##### PASSAGE TO READ

Half the 8 to get 4, so half the 6!
Ironically this strategy works most of the time even if you don’t understand the problem at all. I have a Chinese textbook for nine year olds. I don’t understand a word of Mandarin, but the numbers are readable and I am confident that the problem involving 25 and 14 is most likely to be a multiplication, while the one with 3007 and 1896 is almost certainly a subtraction.
So are word problems just a hangover from the days when we thought children should be able to work out how long baths took to fill, or how many men were needed to dig holes? Or can they actually help children’s understanding of mathematics? I think they can.
Word problems can help children’s understanding if we think of them as a means of learning about calculation, rather than being introduced after arithmetic skills have been learned. The ‘word’ problem has to be treated as a more genuine challenge that children can use informal methods to solve, methods that the teacher can then help them ‘craft’ into more formal mathematics.
A group of American writers, led by Thomas Carpenter, have done extensive research into the sorts of problems that can provide ‘root’ situations for formal arithmetic. They’ve written a slim and easily read book setting out their findings, which I recommend to you if the following summary of their work appeals1.
Carpenter and colleagues identify three roots of addition and subtraction: join or separate, part-part-whole and compare situations.
When two sets are put together to create a new set - or the reverse where a single set is split into two - are join or separate problems.
Seraphina put 15 tulips and 12 daffodils in an empty vase. How many flowers were in the vase? (Join sets of 15 and 12 to create a new set of 27.)
The next day 10 flowers had died. How many were left? (Separate 10 off from 27)
Children find join or separate problems the easiest to solve as the ‘action’ of the problem can be directly modelled. For example, you might put out 27 counters to represent the flowers and remove 10 of them. It is then quite a short step to show children that this might be recorded as 27 - 10.
Seraphina has 27 flowers in a vase. Fifteen of the flowers are tulips, how many are daffodils.
This is a typical part-part-whole problem. The whole and one of the parts are known, and the missing part has to be found. This is harder for children than the problem of putting the flowers into the vase because there is no ‘action’ in the story to model. Helping children model the 15 tulips with, say, counters and then counting on until 27 is reached takes skilful teacher intervention. Recording the problem as 15 + [ ] = 27 and modelling the solution on a number line helps to develop understanding.
Linda has 15 t-shirts, and Penny has 12. How many more t-shirts does Linda have?
Here we need to compare 15 and 12 and find the difference. Compare problems pose children difficulties similar to part-partwhole due to the lack of action in the story.
As adults, we know that this can be written 15 – 12. However, children think of such written calculations as ‘takeaways’, not comparisons; after all, Linda and Penny still have the same number of t-shirts each at the start and end of the problem, nothing has been taken away.
Lots of talk about the informal solutions methods children use and introducing the formal notation over time will help connections to be gradually built up.

##########

**WHAT IS ASKED**
(A) Answer these about the passage on word problems:
(i) In the Chinese textbook, which two numbers does the writer expect to form a subtraction?
(ii) What three roots of addition and subtraction do Carpenter and colleagues identify?
(iii) Which kind of problem do children find the easiest to solve?
(B) What might come next in the passage on word problems? Continue it from its final sentence.

##### INFORMATION GIVEN

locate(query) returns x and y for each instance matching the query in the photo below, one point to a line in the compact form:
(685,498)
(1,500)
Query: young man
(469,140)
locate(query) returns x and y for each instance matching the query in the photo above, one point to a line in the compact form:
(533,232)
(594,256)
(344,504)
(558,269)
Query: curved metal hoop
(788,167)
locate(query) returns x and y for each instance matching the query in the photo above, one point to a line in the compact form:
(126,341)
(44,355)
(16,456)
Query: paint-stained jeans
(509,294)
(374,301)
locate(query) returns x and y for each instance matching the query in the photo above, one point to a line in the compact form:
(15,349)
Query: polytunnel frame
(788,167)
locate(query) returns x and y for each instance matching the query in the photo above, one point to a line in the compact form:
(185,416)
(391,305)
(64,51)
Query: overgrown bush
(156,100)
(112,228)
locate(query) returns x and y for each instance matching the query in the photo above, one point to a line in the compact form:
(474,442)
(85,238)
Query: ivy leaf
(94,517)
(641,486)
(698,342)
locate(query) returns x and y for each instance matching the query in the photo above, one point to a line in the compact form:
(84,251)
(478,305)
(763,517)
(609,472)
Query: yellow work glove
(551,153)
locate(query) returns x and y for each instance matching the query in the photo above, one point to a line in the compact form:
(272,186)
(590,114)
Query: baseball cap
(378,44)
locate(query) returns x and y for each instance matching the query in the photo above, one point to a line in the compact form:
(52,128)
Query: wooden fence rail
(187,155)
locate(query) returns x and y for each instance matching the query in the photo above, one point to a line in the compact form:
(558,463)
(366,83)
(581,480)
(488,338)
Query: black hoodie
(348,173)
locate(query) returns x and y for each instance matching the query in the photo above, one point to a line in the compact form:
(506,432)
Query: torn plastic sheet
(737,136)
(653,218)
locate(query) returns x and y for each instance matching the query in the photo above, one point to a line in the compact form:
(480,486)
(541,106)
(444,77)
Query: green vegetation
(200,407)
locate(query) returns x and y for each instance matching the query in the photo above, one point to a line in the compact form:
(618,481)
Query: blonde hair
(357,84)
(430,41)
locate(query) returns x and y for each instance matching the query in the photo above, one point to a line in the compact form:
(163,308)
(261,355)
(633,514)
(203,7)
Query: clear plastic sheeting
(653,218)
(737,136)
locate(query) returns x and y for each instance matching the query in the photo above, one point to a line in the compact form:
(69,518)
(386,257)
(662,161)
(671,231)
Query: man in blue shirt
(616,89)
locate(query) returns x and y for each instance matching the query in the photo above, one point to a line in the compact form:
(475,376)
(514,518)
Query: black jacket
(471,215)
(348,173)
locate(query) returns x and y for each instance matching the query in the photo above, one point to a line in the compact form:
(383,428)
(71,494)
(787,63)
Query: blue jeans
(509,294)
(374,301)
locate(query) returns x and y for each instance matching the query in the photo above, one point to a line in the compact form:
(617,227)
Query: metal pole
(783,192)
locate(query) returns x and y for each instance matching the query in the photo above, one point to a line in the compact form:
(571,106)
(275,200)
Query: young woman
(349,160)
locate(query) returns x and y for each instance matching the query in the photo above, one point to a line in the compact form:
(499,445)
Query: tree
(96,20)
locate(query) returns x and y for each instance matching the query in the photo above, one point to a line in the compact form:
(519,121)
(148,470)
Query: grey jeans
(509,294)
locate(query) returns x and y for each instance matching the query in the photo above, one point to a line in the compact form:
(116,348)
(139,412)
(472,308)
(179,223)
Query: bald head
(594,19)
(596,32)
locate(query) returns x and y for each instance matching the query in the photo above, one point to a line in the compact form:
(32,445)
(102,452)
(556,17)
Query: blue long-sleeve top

##########

**TASK RESULTS**
(A)
(i) 3007 and 1896
(ii) Join or separate, part-part-whole, and compare situations
(iii) Join or separate problems

(B)
Here are three main ‘root’ situations for multiplication: repeated addition, arrays and scaling. Linked to this are two models of division: grouping (repeated subtraction), and sharing.
The most familiar introduction to multiplication needs little explanation:
Su-Lin opened 5 packets of biscuits for the party and put them all on a plate. Each packet had 4 biscuits in it. How many biscuits were on the plate? (4 + 4 + 4 + 4 + 4 or multiply 4 by 5)
Array situations occur when objects are set out in a rectangular pattern (cakes in tins, blocks of stamps) and the total number has to be found.
A sheet of stamps has 8 stamps in each row, and three rows. How many stamps are there on a sheet? (Multiply 8 by 3. Or multiply 3 by 8.)
Contexts involving arrays make the commutative property of multiplication (8 x 3 = 3 x 8) more explicit than contexts involving repeated subtraction. For example, thinking about opening 8 packets of 3 biscuits, children are more likely to calculate 3 + 3 + 3 + 3 + 3 + 3 + 3 + 3 than 8 + 8 + 8. But an array of cakes with 3 rows and 8 columns makes clear the possibility of either adding the rows or adding the columns.
This is less common in primary schools. It involves situations where a continuous quantity is increased in size by a scaling factor.
When I got her, my pet carp was 6 cm long. She is now 4 times as long as that. How long is she now? (6 multiplied by 4)
Situations where an amount has to be put into groups or portions of equal size, and the size of the group or portion is known in advance, provide an introduction to ‘division as grouping’ or ‘division as repeated subtraction’.
I have 12 m of ribbon and I want to make hair ribbons that are each 2 m long. How many can I make? (Repeatedly subtract 2 from 12 or divide 12 by 2.)
Situations where an amount has to be put into equal sized groups and the number of groups or portions is known in advance are known as ‘division as sharing’.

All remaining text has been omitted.